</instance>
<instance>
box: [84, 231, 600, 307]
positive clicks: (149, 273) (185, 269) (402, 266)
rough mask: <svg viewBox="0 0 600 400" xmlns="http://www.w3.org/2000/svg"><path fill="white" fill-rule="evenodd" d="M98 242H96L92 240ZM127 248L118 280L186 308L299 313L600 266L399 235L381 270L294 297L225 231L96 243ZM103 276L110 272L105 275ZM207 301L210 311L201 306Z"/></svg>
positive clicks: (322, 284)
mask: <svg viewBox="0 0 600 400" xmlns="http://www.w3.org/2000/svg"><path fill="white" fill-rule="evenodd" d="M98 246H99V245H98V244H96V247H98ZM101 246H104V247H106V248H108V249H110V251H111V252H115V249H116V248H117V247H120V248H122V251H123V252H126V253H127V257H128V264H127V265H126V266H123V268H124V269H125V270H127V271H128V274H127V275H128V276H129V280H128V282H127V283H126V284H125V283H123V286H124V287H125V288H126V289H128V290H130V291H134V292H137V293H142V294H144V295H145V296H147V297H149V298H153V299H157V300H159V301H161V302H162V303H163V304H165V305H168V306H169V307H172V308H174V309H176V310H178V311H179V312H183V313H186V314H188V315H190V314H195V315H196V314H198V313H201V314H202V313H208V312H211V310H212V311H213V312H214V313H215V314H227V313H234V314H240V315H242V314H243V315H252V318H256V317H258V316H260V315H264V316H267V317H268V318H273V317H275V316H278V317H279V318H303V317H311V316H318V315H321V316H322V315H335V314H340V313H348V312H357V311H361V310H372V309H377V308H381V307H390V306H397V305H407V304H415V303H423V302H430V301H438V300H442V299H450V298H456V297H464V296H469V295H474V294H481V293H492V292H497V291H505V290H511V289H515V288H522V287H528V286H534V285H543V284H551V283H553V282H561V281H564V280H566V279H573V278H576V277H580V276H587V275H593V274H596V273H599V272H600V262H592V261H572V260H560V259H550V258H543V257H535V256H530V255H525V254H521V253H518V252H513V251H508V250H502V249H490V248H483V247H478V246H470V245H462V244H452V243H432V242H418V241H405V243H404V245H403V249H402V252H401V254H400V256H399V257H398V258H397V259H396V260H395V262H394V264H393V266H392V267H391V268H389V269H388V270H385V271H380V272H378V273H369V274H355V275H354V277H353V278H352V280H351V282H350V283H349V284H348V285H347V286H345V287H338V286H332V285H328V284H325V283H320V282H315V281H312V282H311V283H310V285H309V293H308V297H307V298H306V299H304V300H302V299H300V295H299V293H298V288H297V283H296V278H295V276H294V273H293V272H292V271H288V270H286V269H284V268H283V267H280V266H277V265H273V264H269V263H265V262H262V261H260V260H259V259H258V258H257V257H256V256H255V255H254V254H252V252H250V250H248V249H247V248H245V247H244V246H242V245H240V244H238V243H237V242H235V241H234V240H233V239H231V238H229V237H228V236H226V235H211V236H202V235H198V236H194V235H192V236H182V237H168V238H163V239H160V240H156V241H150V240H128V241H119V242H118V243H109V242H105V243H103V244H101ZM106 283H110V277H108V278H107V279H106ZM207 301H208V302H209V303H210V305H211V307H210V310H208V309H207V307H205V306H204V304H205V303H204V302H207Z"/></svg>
= = = = = = =
Gather every line of the records that contains the string "clicks", matching case exactly, and copy each one out in full.

positive clicks: (149, 273) (185, 269) (402, 266)
positive clicks: (322, 284)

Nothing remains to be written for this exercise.